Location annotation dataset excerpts
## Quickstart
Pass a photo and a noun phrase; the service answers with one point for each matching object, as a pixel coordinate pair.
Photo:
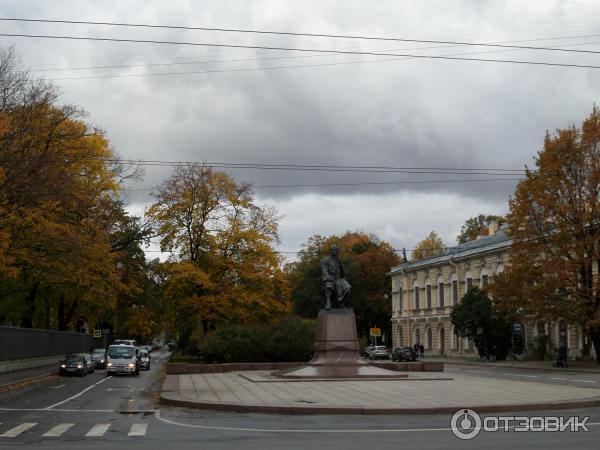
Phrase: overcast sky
(352, 110)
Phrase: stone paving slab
(240, 391)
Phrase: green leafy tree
(366, 261)
(476, 318)
(477, 226)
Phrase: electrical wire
(289, 33)
(308, 50)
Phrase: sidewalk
(19, 378)
(574, 366)
(257, 391)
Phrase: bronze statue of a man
(336, 287)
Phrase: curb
(549, 369)
(177, 400)
(18, 384)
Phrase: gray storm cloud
(339, 110)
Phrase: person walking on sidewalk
(563, 353)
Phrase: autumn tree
(477, 318)
(226, 268)
(554, 220)
(477, 226)
(366, 262)
(61, 220)
(432, 245)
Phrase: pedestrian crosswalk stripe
(14, 432)
(138, 429)
(58, 430)
(98, 430)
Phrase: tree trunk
(595, 337)
(29, 310)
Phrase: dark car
(379, 352)
(75, 364)
(365, 352)
(144, 358)
(99, 358)
(404, 354)
(89, 363)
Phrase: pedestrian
(563, 353)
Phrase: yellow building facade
(425, 291)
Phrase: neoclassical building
(424, 292)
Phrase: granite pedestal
(337, 351)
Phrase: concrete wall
(27, 348)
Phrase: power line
(189, 63)
(289, 33)
(319, 167)
(366, 183)
(306, 50)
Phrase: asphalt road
(99, 412)
(557, 377)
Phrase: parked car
(379, 352)
(404, 354)
(122, 359)
(125, 342)
(367, 350)
(73, 364)
(99, 358)
(89, 363)
(144, 358)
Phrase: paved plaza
(425, 392)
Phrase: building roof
(496, 241)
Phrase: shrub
(289, 340)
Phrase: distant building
(424, 292)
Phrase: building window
(541, 328)
(428, 290)
(484, 280)
(454, 292)
(401, 295)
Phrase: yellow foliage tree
(226, 269)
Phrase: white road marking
(14, 432)
(98, 430)
(120, 411)
(138, 429)
(58, 430)
(79, 394)
(520, 375)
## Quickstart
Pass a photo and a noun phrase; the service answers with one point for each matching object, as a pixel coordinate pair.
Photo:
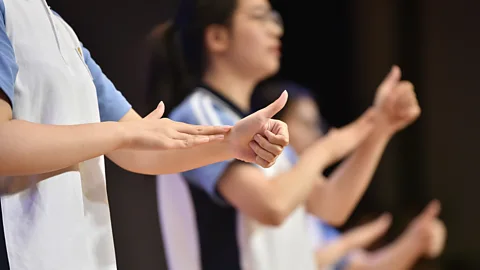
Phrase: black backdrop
(342, 49)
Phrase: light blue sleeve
(205, 177)
(111, 103)
(8, 63)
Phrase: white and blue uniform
(201, 230)
(50, 78)
(322, 234)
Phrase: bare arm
(28, 148)
(355, 239)
(168, 161)
(417, 241)
(270, 201)
(398, 107)
(341, 193)
(237, 144)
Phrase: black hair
(179, 59)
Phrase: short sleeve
(195, 111)
(111, 103)
(8, 64)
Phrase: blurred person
(424, 237)
(59, 114)
(231, 215)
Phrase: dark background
(342, 50)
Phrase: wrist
(228, 147)
(121, 133)
(384, 132)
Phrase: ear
(216, 38)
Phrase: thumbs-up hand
(397, 102)
(259, 139)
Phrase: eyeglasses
(271, 16)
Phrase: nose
(276, 24)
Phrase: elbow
(275, 214)
(337, 218)
(337, 221)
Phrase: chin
(271, 69)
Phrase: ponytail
(179, 58)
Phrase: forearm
(171, 161)
(28, 148)
(349, 181)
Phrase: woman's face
(255, 47)
(303, 120)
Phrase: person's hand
(338, 143)
(156, 133)
(259, 139)
(396, 102)
(363, 236)
(428, 230)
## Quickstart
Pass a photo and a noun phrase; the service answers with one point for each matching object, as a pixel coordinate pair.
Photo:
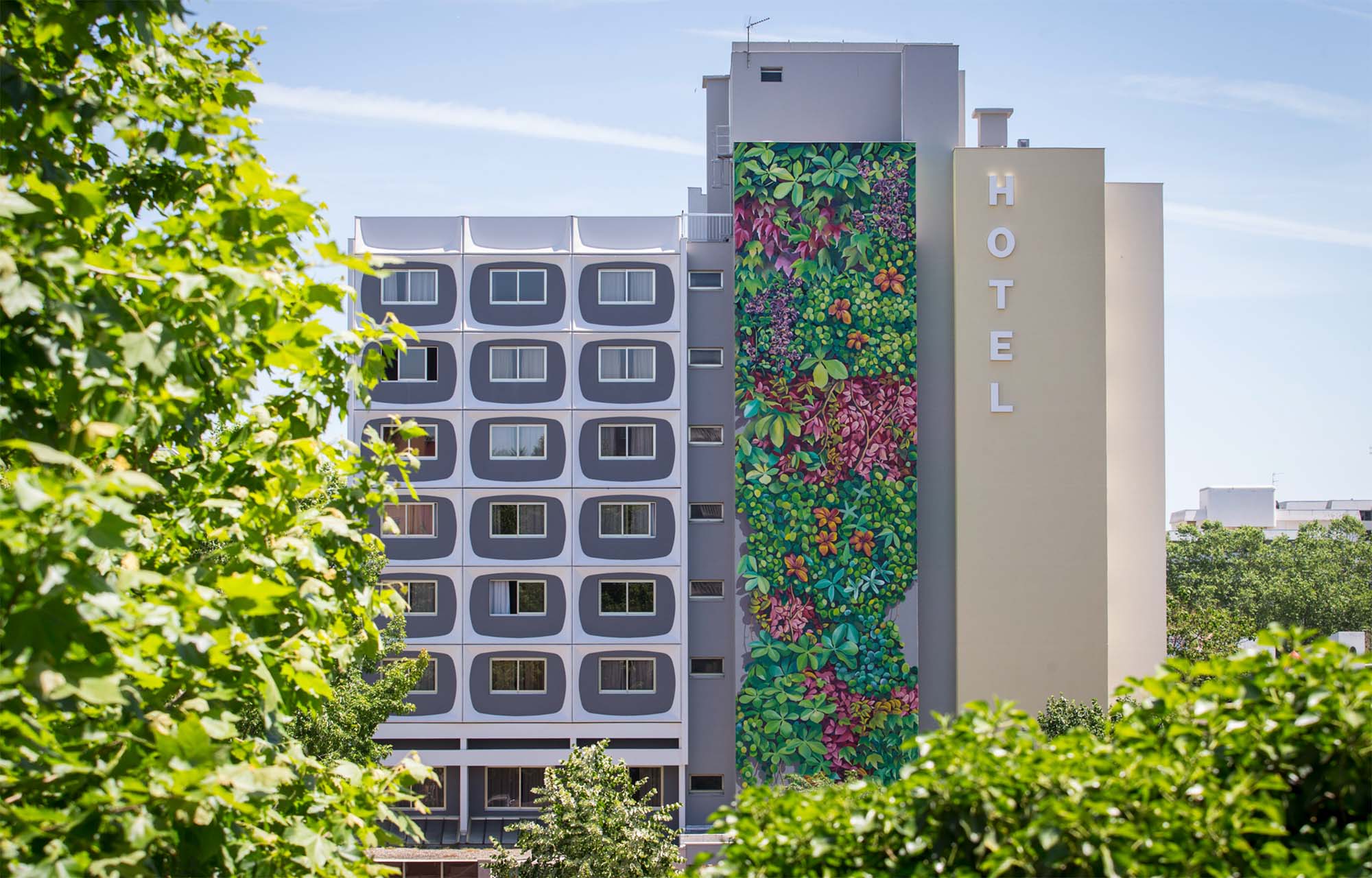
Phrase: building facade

Task objective — Rewrite every line of the entries, beginning at the line that has "Phrase: building window" and continuing through the end of the entries. Offset each coordinate in the answers by -59, and leave the pictures out.

Final result —
Phrase: building window
(482, 269)
(369, 231)
(425, 221)
(395, 233)
(342, 236)
Phrase: yellow foliage tree
(167, 210)
Phrase: white road marking
(-45, 373)
(39, 371)
(61, 352)
(79, 370)
(-1, 371)
(20, 335)
(461, 316)
## Quickstart
Pass a photo and a noun phrase; the service answers with one point for each matching object, as a pixel coordinate pair.
Photo:
Phrase: black backdrop
(283, -10)
Phrase: light blue sleeve
(146, 118)
(52, 44)
(-51, 4)
Phrase: white and blue uniform
(142, 171)
(-9, 19)
(263, 175)
Phrase: bare arm
(-31, 89)
(296, 180)
(109, 102)
(358, 182)
(211, 142)
(339, 48)
(282, 134)
(178, 85)
Phrase: black hair
(120, 0)
Phrase: short sleeve
(136, 52)
(52, 44)
(-51, 5)
Phrase: blurred person
(365, 178)
(0, 55)
(172, 156)
Phrase: dark background
(283, -9)
Phrase: wrist
(169, 88)
(62, 74)
(325, 73)
Phrase: ear
(157, -21)
Phrase: thumbs-up hand
(338, 43)
(200, 80)
Phrase: eyeglasses
(212, -43)
Phrase: nose
(217, -35)
Phrase: elbow
(216, 155)
(278, 159)
(278, 162)
Phrase: chin
(212, 10)
Phrase: ponytail
(120, -1)
Phrase: forearm
(112, 102)
(-31, 89)
(290, 122)
Phrase: woman's face
(196, -12)
(244, 61)
Phrase: person's hand
(279, 84)
(97, 74)
(200, 80)
(337, 43)
(304, 177)
(369, 171)
## Quickstart
Pass a photo and a noun phrase; the service answers with one point for each matching object, as a pixel coordinate pair.
Photo:
Phrase: building facade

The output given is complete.